Give everything from the start of the data down to the line containing "118], [147, 118]]]" as a two-column CSV with the headers instruction and response, one row for each labeling instruction and its answer, with each value in a single quoted field and its line breaks turned into spaces. Leave the pictures out.

— start of INPUT DATA —

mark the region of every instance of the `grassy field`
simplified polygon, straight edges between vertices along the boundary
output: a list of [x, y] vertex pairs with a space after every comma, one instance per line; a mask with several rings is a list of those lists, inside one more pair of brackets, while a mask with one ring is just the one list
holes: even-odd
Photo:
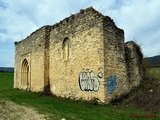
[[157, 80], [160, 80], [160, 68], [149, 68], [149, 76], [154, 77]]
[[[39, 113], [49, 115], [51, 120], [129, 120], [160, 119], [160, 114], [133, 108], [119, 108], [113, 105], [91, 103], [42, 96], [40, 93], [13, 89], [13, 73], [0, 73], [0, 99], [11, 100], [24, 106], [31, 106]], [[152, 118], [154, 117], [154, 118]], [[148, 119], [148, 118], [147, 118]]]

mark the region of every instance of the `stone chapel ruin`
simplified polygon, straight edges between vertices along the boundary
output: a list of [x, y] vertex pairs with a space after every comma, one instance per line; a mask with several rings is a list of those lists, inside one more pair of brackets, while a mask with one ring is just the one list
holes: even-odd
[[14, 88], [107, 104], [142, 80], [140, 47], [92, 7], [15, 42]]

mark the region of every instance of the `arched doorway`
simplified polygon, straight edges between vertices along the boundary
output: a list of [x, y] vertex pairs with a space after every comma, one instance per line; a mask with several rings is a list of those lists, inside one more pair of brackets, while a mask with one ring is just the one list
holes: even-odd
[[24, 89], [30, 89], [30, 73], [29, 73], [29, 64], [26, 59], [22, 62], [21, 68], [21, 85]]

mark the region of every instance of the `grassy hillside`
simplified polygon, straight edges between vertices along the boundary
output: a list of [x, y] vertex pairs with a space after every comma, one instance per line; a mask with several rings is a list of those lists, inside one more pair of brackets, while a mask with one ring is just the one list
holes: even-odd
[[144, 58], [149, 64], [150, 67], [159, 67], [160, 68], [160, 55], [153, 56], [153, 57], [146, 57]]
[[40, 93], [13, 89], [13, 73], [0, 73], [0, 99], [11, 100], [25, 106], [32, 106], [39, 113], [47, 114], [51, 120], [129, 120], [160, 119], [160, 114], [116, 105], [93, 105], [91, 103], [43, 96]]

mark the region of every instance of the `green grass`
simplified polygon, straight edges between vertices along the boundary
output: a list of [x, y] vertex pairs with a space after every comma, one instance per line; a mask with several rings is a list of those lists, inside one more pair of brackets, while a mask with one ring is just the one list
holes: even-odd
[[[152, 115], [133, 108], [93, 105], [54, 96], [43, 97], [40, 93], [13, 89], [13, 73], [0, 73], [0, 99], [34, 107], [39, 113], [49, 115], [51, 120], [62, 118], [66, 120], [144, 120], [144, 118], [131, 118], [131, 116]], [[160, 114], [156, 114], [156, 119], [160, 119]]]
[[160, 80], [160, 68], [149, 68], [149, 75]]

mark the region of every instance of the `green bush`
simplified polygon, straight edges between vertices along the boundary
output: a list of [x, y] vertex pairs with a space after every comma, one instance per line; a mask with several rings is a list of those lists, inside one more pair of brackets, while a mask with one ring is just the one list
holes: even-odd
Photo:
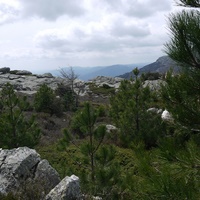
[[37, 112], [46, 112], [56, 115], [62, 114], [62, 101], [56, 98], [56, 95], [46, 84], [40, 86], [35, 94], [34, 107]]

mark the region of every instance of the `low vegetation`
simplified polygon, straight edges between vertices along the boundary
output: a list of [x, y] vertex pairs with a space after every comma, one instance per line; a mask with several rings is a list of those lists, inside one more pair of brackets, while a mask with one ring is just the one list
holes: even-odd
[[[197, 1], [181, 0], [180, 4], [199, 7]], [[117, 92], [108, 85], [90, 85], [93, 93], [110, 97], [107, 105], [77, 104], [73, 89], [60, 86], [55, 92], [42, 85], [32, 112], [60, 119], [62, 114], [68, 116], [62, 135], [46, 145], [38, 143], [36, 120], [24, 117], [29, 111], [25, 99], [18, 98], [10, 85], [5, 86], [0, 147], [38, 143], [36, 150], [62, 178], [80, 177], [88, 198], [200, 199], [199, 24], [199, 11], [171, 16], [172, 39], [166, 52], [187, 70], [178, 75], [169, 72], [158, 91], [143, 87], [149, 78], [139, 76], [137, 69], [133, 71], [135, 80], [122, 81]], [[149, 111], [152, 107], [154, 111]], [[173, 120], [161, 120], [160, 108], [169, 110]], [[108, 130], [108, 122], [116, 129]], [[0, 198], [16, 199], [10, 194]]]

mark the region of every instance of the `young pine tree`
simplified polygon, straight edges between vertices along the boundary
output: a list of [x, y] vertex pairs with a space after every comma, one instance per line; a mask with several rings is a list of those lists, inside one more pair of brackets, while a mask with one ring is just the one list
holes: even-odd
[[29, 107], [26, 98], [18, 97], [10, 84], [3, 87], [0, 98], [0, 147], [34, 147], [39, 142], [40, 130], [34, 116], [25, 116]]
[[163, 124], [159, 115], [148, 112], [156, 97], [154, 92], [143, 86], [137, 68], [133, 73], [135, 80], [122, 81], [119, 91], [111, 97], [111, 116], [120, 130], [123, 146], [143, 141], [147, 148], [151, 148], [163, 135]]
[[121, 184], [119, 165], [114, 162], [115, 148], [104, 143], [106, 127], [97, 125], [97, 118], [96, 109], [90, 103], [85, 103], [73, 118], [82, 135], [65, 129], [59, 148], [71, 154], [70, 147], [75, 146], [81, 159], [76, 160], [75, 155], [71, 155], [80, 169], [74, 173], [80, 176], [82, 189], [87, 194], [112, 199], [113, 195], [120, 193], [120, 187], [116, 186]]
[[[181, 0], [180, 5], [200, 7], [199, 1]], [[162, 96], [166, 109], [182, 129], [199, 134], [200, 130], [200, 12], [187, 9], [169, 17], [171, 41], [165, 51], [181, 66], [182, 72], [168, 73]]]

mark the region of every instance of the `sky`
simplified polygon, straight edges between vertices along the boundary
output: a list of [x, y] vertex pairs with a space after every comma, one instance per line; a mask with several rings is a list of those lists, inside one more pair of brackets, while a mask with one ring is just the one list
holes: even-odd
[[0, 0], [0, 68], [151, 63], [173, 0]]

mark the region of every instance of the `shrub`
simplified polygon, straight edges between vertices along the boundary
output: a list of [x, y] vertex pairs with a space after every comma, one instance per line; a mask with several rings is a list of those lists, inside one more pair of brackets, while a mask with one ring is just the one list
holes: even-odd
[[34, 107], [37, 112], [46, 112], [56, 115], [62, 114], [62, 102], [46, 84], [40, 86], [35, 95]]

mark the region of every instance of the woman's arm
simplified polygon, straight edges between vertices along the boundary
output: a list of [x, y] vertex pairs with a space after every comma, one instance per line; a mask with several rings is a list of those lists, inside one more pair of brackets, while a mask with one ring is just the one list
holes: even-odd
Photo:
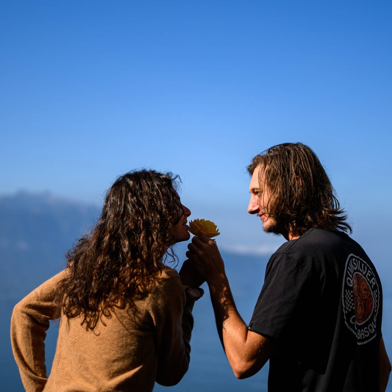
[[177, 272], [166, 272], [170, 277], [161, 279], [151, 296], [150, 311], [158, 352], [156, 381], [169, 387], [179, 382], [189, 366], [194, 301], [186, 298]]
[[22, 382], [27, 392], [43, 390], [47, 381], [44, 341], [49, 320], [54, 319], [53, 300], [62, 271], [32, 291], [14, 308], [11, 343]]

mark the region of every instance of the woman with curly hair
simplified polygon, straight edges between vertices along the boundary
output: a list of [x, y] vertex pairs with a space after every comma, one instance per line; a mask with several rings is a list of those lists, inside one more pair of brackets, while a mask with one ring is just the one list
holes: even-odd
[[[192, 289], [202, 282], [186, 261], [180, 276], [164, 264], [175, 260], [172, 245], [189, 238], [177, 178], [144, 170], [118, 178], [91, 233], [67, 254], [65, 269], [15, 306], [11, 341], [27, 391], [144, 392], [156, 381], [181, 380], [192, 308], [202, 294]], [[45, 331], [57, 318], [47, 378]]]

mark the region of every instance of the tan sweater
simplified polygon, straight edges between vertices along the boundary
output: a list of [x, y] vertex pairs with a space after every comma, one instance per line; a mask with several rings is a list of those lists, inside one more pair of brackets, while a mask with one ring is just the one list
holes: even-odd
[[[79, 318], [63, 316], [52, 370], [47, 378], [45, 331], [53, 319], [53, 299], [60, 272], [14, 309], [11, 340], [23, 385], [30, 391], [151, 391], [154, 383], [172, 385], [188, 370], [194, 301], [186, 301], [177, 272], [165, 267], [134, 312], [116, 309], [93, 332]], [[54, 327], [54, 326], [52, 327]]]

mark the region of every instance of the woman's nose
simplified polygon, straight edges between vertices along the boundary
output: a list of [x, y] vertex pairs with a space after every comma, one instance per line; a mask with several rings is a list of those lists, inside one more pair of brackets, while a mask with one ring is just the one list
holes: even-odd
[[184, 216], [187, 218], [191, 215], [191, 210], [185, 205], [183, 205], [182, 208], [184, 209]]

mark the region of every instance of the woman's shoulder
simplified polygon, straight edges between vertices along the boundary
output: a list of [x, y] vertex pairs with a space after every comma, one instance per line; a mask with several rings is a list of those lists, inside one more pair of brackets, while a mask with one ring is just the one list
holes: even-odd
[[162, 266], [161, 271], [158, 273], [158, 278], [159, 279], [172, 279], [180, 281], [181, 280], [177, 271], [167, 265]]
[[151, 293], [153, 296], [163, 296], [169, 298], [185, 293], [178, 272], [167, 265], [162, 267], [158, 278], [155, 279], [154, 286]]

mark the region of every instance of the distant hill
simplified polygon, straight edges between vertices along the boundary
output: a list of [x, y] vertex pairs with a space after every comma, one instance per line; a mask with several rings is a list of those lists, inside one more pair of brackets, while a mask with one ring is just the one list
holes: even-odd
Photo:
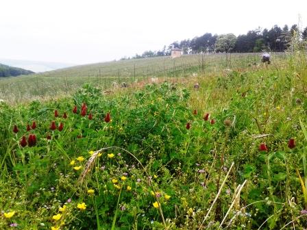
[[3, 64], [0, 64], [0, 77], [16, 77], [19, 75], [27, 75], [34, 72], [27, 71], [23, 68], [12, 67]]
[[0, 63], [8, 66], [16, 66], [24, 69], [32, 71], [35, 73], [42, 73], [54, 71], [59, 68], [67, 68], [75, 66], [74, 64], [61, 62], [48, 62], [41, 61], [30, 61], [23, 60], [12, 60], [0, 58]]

— end of INPUT DATA —

* _RESPONSE TO THIS TASK_:
instruction,response
"mark the region of every instance of the `grassy field` simplified polygon, straight edges between vertices along the boundary output: a list of [x, y] vertex pairs with a space after every comma, one instance per line; a mask with several rings is a list of those lists, inside one more pair of brackets, while a mask with one ring is just the one list holes: even-odd Photo:","[[157, 80], [160, 80], [160, 68], [149, 68], [149, 76], [154, 77]] [[[39, 113], [49, 115], [51, 120], [129, 120], [160, 119], [160, 114], [133, 108], [119, 108], [113, 105], [91, 103], [42, 96], [40, 93], [13, 89], [13, 73], [0, 73], [0, 99], [11, 100], [24, 106], [31, 106]], [[152, 118], [154, 117], [154, 118]], [[148, 119], [148, 118], [147, 118]]]"